▸ **What is asked**
Rename every "What to detect" in the records to "Locate", keeping all else unchanged, and leave the pictures out of your answer.

[Excerpts of labeled region data]
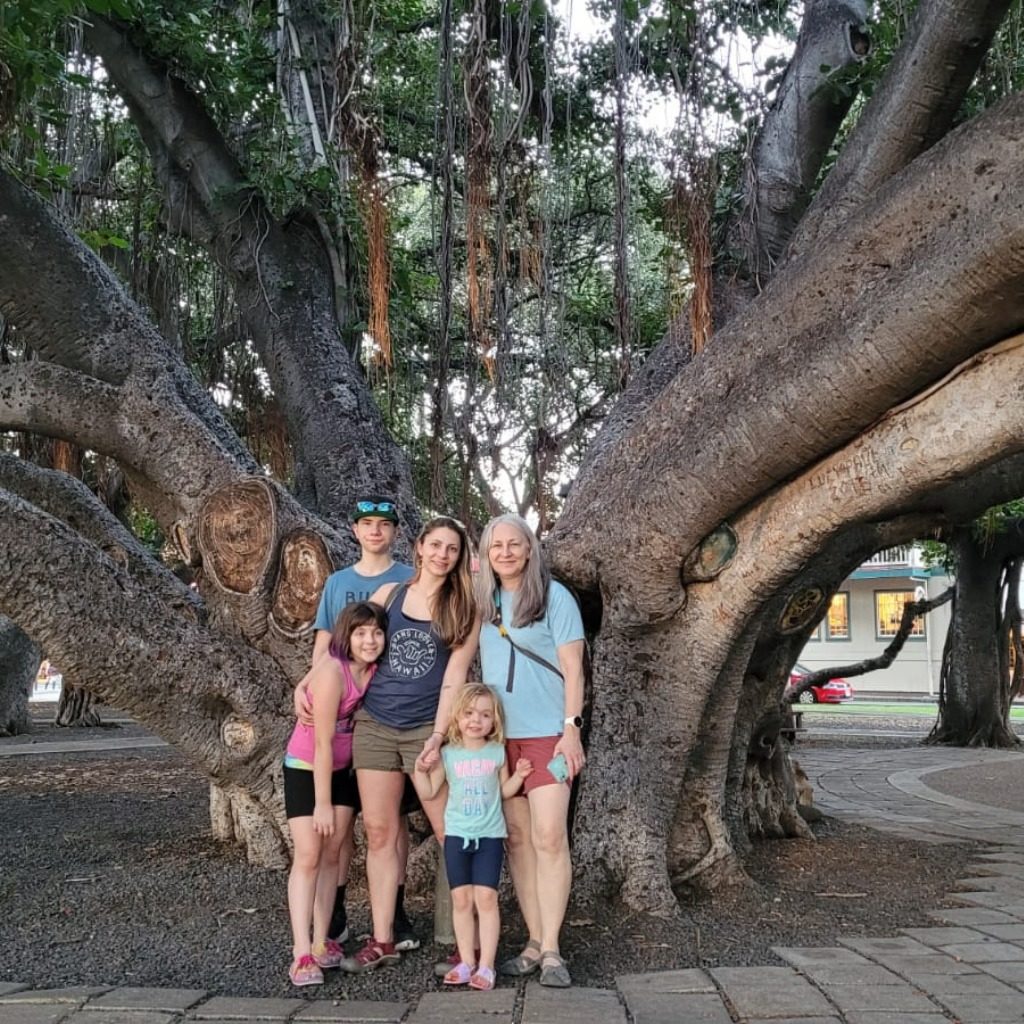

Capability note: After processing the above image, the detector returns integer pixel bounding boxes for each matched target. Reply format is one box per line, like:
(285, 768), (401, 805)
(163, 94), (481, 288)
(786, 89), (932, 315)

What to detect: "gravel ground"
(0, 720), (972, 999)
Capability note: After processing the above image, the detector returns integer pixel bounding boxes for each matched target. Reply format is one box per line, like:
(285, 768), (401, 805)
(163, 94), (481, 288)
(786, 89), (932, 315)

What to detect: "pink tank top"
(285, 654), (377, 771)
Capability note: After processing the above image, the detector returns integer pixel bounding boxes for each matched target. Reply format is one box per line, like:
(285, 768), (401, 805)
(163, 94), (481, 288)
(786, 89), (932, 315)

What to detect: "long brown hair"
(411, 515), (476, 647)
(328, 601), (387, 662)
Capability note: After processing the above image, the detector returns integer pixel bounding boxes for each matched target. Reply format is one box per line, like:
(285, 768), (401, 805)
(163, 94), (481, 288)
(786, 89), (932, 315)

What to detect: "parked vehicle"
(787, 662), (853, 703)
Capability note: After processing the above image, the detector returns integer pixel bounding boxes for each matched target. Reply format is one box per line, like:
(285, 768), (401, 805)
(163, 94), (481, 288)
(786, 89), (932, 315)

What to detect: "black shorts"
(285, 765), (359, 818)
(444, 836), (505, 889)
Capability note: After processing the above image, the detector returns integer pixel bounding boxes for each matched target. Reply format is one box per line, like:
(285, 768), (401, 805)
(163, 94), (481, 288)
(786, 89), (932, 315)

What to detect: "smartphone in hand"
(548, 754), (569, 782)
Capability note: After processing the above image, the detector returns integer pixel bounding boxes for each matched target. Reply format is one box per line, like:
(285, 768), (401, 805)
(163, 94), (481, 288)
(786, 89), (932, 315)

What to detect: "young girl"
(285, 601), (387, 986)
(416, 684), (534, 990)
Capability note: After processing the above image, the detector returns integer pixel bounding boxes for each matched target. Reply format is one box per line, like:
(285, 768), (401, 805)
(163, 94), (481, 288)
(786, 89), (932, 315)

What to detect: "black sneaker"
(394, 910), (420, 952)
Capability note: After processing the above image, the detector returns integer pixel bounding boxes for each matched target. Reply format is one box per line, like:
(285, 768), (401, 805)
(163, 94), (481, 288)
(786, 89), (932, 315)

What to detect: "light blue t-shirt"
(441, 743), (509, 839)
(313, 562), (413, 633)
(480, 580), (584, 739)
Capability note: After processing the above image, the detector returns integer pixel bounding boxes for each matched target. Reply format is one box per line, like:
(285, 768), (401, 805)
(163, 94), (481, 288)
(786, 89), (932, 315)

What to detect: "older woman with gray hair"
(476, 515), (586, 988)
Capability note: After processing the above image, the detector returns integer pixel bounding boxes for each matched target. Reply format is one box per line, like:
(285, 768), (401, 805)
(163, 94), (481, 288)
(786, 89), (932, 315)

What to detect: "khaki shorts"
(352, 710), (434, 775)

▸ **Task solution**
Capability note: After processing the above image, the detector returns integer pixel bounding boxes for each matched target. Reply format is one box per line, like:
(285, 768), (401, 805)
(163, 94), (481, 288)
(786, 89), (932, 315)

Locate: "gravel ground"
(0, 720), (972, 999)
Capability note: After processing the above image, the detector returns integer pixel bounding boxes for each matched target. Reply format is one box per line, like:
(285, 768), (401, 805)
(163, 94), (481, 288)
(786, 89), (932, 315)

Locate: "pink tank top"
(285, 654), (377, 771)
Capability note: After processing the above image, the detector returns integer pixel bounding boxes for each matched target. Reply format is one box per line, like:
(285, 768), (401, 805)
(163, 94), (481, 288)
(786, 89), (932, 315)

Locate: "long brown hair"
(411, 515), (476, 647)
(328, 601), (387, 662)
Capability note: After processing the above image, the detector returns integer pixel bounding boxes for each matched target. Reply format is one box per line, like:
(285, 768), (401, 805)
(163, 94), (481, 288)
(786, 89), (932, 315)

Locate: "parked vehicle"
(787, 662), (853, 703)
Capability note: After processing the above image, the detector returns integer pixel bounding boxes for each matched target. Reply format is one box per line, like:
(285, 768), (401, 805)
(163, 94), (481, 288)
(786, 89), (932, 315)

Locate: "black shorts"
(285, 765), (359, 818)
(444, 836), (505, 889)
Capability note: After processing the above image, the detector returns integer pixel bounding boxes for each matched target. Reply format is one box per line, like:
(285, 768), (401, 805)
(163, 94), (481, 288)
(786, 89), (932, 315)

Locate: "smartphone in hand"
(548, 754), (569, 782)
Capability note: After processing the above image, the detector returns integer pixel bounding boxes for each matched target. Reply format is one box per line, like:
(285, 768), (401, 805)
(163, 94), (481, 288)
(786, 89), (932, 315)

Locate: "young girl"
(285, 601), (387, 986)
(416, 684), (534, 990)
Capability note: After processing the above image, the detector returns integer pixel bounding boxes for each matched target. Reply format is one box per line, like:
(285, 768), (401, 805)
(163, 94), (481, 288)
(786, 89), (932, 315)

Locate: "black sneaker"
(394, 910), (420, 952)
Capability note: After processing the above image, the detector returns integer pixel bounding boxes for each matched target. Reply format is one box per line, like:
(285, 768), (401, 805)
(163, 94), (481, 288)
(786, 89), (932, 315)

Locate: "light blue t-shirt"
(441, 743), (509, 839)
(313, 562), (413, 633)
(480, 580), (584, 739)
Capability note: After processing the above image, the detector returns integer pixel bounding boxes for each matched target. Reply format is one box per line, like:
(285, 768), (401, 805)
(163, 94), (481, 288)
(786, 89), (932, 315)

Locate: "older woman with gray hair"
(476, 515), (586, 988)
Capability note: After processing the above image, the detector returns integer pixel bounding boxes for each matched target. Reply format is one box per line, like:
(285, 768), (401, 805)
(163, 94), (481, 288)
(786, 89), (932, 315)

Locate: "khaki shorts"
(352, 710), (434, 775)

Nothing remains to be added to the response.